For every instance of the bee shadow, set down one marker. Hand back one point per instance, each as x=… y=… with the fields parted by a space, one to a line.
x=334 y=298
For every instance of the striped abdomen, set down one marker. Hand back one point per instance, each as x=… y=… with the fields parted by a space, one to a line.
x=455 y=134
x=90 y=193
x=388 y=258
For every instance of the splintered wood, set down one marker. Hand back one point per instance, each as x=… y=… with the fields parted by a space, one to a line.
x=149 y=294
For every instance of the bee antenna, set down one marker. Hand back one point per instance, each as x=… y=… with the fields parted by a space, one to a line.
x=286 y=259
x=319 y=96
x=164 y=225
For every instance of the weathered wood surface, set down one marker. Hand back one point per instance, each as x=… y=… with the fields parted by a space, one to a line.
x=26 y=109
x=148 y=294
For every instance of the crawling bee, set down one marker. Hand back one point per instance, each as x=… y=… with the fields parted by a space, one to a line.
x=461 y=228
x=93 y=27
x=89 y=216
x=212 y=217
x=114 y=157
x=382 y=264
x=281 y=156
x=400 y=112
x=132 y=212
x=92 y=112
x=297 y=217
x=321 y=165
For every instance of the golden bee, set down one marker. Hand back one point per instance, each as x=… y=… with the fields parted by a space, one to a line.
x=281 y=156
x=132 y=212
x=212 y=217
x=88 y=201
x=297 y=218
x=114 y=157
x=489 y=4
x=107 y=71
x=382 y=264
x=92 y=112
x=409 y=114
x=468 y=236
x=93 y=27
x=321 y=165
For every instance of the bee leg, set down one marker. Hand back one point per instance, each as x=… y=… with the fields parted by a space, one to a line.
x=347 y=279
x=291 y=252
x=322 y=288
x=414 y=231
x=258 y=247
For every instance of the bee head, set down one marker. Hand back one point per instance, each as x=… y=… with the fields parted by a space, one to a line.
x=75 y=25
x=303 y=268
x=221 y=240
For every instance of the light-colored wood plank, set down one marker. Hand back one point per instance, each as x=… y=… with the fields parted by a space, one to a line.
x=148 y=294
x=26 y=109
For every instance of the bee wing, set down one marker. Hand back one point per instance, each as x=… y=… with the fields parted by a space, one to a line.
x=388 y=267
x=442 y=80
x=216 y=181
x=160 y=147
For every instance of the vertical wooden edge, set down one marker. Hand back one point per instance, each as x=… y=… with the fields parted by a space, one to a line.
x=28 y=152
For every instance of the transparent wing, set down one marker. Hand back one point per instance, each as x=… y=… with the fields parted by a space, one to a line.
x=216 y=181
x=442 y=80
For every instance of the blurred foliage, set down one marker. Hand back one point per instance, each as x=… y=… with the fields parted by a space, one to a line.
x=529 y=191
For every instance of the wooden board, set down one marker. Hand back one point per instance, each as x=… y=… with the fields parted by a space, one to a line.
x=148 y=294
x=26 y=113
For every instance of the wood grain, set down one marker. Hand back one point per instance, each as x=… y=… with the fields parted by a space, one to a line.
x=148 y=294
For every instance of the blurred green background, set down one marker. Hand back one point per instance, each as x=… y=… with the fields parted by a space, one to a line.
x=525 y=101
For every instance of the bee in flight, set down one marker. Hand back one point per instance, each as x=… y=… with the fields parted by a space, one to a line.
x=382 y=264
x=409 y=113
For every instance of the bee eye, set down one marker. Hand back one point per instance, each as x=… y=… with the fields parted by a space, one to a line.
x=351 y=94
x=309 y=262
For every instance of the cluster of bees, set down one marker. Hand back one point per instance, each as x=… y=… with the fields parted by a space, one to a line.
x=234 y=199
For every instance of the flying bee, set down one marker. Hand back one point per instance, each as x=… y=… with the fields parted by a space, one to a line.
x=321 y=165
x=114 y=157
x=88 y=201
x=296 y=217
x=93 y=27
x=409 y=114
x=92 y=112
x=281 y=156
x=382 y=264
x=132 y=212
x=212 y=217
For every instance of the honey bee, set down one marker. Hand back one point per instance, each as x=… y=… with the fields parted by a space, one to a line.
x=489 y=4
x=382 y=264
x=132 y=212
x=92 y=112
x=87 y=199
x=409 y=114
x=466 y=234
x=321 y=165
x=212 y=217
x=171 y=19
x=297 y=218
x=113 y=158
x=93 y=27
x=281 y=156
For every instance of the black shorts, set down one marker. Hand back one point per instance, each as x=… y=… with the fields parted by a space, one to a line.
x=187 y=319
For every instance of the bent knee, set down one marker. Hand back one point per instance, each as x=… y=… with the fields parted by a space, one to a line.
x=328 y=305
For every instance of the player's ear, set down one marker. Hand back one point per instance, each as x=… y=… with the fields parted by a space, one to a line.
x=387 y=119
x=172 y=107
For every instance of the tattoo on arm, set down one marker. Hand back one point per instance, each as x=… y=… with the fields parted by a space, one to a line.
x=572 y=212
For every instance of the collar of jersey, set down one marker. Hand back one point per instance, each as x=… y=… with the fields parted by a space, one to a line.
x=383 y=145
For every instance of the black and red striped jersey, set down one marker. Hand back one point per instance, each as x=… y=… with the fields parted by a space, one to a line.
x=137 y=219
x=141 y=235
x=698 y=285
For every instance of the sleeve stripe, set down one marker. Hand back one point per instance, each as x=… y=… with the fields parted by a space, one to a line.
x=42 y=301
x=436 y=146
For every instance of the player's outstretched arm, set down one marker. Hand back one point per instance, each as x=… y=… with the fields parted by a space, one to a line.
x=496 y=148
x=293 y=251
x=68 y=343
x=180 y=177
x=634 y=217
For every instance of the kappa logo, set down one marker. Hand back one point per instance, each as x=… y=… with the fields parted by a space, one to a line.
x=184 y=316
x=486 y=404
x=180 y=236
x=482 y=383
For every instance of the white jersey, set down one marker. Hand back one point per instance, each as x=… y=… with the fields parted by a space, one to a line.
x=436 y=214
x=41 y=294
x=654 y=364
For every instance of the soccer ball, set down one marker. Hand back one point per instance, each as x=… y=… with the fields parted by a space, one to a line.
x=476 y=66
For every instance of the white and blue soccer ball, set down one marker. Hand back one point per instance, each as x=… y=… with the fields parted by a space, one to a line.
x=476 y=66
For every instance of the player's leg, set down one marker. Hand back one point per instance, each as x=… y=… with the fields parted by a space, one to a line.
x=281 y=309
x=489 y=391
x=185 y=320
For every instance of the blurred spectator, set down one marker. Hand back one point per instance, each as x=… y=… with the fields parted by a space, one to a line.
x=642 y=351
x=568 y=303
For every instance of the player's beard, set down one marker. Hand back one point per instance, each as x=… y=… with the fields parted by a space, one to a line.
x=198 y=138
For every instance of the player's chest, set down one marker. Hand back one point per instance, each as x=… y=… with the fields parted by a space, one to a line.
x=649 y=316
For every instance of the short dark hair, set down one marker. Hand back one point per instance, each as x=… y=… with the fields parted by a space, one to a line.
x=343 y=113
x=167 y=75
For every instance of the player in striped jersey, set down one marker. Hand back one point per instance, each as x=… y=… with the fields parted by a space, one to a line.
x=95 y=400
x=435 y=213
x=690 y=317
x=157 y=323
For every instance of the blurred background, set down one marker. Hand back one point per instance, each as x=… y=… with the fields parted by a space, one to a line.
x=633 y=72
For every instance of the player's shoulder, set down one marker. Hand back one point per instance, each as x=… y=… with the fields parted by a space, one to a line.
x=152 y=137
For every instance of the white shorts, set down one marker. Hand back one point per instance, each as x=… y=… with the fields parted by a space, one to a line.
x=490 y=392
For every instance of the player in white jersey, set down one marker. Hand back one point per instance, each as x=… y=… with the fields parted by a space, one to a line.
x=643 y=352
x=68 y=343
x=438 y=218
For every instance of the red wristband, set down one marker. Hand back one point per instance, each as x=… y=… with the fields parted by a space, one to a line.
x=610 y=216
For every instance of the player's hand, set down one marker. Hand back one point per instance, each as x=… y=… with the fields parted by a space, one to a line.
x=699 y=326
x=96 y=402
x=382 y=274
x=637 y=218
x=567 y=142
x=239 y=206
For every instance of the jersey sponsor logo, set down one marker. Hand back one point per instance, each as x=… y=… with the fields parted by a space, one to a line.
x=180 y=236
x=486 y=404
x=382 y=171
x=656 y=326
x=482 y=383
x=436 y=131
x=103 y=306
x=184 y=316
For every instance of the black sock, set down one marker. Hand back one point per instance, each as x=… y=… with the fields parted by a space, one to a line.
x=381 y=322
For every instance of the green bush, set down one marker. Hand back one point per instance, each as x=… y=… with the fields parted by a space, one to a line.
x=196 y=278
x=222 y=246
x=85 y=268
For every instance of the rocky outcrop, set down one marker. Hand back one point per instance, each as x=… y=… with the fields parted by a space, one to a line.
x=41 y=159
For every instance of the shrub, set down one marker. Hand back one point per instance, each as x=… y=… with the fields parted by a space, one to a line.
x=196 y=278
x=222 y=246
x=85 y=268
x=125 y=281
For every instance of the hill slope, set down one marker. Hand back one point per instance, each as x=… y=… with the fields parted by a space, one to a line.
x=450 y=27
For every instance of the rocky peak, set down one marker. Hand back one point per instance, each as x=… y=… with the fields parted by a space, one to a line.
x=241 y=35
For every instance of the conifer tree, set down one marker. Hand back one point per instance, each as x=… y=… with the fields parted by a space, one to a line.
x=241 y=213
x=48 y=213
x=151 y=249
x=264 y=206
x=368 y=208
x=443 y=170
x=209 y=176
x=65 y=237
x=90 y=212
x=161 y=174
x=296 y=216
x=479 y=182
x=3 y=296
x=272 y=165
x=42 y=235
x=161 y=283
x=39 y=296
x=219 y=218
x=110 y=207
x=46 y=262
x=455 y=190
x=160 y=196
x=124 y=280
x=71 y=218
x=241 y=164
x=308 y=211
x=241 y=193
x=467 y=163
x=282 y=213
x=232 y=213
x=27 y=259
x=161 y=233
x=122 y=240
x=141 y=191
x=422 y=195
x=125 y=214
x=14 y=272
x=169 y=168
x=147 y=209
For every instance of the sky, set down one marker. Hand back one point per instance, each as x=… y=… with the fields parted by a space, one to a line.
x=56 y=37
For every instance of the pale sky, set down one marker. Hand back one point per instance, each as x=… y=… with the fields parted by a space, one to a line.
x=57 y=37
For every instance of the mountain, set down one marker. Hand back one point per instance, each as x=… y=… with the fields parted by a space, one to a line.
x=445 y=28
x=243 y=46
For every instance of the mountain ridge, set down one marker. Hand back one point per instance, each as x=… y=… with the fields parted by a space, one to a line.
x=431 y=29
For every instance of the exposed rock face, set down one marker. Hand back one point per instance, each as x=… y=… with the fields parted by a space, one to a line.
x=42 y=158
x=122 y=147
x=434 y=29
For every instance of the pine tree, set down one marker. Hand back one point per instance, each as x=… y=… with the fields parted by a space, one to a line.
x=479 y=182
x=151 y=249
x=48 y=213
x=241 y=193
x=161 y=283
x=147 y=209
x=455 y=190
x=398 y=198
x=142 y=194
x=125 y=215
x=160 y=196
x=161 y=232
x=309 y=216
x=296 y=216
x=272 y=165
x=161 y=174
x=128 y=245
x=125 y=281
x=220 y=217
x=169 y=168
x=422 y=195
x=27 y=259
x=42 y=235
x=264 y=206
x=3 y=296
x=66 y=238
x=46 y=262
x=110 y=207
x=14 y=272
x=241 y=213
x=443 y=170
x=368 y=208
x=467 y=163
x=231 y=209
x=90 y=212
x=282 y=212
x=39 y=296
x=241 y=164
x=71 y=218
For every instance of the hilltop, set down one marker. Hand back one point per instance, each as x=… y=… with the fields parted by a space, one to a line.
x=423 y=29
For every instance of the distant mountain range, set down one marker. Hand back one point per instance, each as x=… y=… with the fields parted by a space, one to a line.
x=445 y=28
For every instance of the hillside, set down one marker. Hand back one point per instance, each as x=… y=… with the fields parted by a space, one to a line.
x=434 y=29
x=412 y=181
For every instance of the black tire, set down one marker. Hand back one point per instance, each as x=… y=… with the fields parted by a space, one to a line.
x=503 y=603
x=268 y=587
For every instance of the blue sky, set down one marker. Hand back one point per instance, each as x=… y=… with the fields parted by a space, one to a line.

▶ **TASK INSTRUCTIONS**
All lines from the one with "For every instance of the hilltop, set" through the final line above are to be quoted exactly; quote no other line.

▶ **ANSWER TO THE PROBLEM**
For every instance of the hilltop, set down one marker. Hand back one point per instance, each as x=… y=… with the fields parted by a space, one to a line.
x=423 y=29
For every instance of the distant mountain range, set down one marker. Hand back one point per instance, each as x=… y=… with the fields parted by a space, one to a line.
x=445 y=28
For every instance of the hillside, set down one marker. Hand back one point per instance, each as x=… y=… with the fields parted by a space, one to a line.
x=434 y=29
x=412 y=181
For every instance of the black tire, set down one marker. Hand back one point per instance, each as x=… y=… with the fields parted by a space, one to a line.
x=503 y=603
x=268 y=587
For every instance of the blue sky, set down one marker. Hand back one point per instance, each as x=… y=… with the fields parted by a space, one to a line.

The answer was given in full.